Text for analysis »
========================================================================

In the case of PMJAY, instead of taxes, the network could track claims; instead of invoices, it could follow procedures; instead of entrepreneur behaviour, it could analyse doctor practices; and instead of transactions, it could follow protocols. This needs to be done at the level of hospitals, doctors, insurers, and beneficiary households.
Using tech similar to GST, PMJAY could also track doctor practices. (Credit: Reuters photo)
At the back-end, trends emerging from 100 million or so households need to be captured by big data to ensure that: 1) entitlements reach beneficiaries; 2) out-of-pocket expenditure of poor households — which constitutes most of the health expenditure and eats into their savings — is reduced; 3) beneficiaries get satisfactory healthcare; 4) middlemen have no place in the system; 5) collusion to harvest unfair benefits is preempted; and 6) a data protection mechanism is put firmly in place.
Although states have jurisdiction over hospitals and dispensaries, the 42nd Amendment of the Constitution in 1976 added “population control and family planning” and “medical education” as Item 20A and in the Concurrent List. Despite states contributing a major proportion of finances in health, central initiatives have come up through the inclusion of health-related issues in the concurrent list, particularly through the inclusion of population control.
Over the past decade, however, the focus of centrally-led initiatives has expanded beyond this narrow objective and now covers a wider spectrum of healthcare issues. These include the RSBY and Pradhan Mantri Bhartiya Jan Aushadhi Yojana in 2008, and Ayushman Bharat, PMJAY and Health and Wellness Centres in 2018.
Political friction between the Centre and States can be made more manageable if the subject is shifted to the Concurrent List.
Perhaps the time has come to revive this debate, given the number of centrally-led initiatives in the health sector. Now that 19 states are governed by the BJP, directly or through coalitions, and the party is in power at the Centre as well, this is a political opportunity to streamline India’s healthcare policy-making.
Politics of nomenclature
Four letters — M.O.D.I., such as ‘MODIcare’ or ‘NAMOcare’ — must be kept out of the nomenclature of PMJAY so it does not get in the way of execution in the states.

========================================================================

Material provided »
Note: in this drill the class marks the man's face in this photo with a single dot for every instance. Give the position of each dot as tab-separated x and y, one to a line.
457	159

========================================================================

Tasks »
A. Answer these questions from the text on PMJAY:
(i) Which amendment of the Constitution added "population control and family planning" to the Concurrent List, and in what year?
(ii) How many states are governed by the BJP, directly or through coalitions?
(iii) Which four letters must be kept out of the nomenclature of PMJAY?
B. For each statement, say yes or no to whether it agrees with the text on PMJAY, and quote the words that decide it.
(i) States have jurisdiction over hospitals and dispensaries.
(ii) The Pradhan Mantri Bhartiya Jan Aushadhi Yojana came in 2018.
(iii) Out-of-pocket expenditure of poor households makes up only a small part of health expenditure.
C. Extend the text on PMJAY, starting after its last sentence.
The lines play no part in what follows.

Your written answers »
A.
(i) The 42nd Amendment, in 1976.
(ii) 19 states.
(iii) M.O.D.I.

B.
(i) Yes: "Although states have jurisdiction over hospitals and dispensaries"
(ii) No: "These include the RSBY and Pradhan Mantri Bhartiya Jan Aushadhi Yojana in 2008"
(iii) No: "which constitutes most of the health expenditure"

C.
After all, the states, whether contributing 10% (eight North-East and three Himalayan states) or 40% (other states) to the scheme, will want their own political signature on the mission. Andhra Pradesh Chief Minister Chandrababu Naidu, for instance, is unlikely to bother sowing political gains for the Prime Minister, particularly after the public breakdown of their coalition.
Allies in happier times.But Babu is unlikely to push 'Modicare' now.
Worse, the nomenclature debate has delivered five names in seven months.
It began with ‘National Health Protection Scheme’ in February 2018, moved on to ‘National Health Protection Mission’ the next month and ‘Pradhan Mantri Rashtriya Swasthya Suraksha Mission’ in June 2018. The next month, it renamed itself to ‘Ayushman Bharat – National Health Protection Mission’, only to settle down at PMJAY in August 2018. We hope this is the final, and the government now gets to executing rather than renaming the scheme.
In the run-up to Elections 2019, PMJAY could be to the BJP-led NDA what the Mahatma Gandhi National Rural Employment Guarantee Act of September 2005 was to the Congress-led UPA — a deliverer of votes.
But one month post-launch and six months to what will be the world’s largest democratic expression through Elections 2019, there is no talk, no publicity, no credit-taking by the government. For a government that has arguably the best track record of communication, and is often prone to hyperbole, to hold back on what could be among its most direct citizen beneficiary scheme is intriguing.
Whatever be its reasons, if implemented properly - and the five hurdles crossed — this is a scheme that has the potential to change the face of India’s healthcare.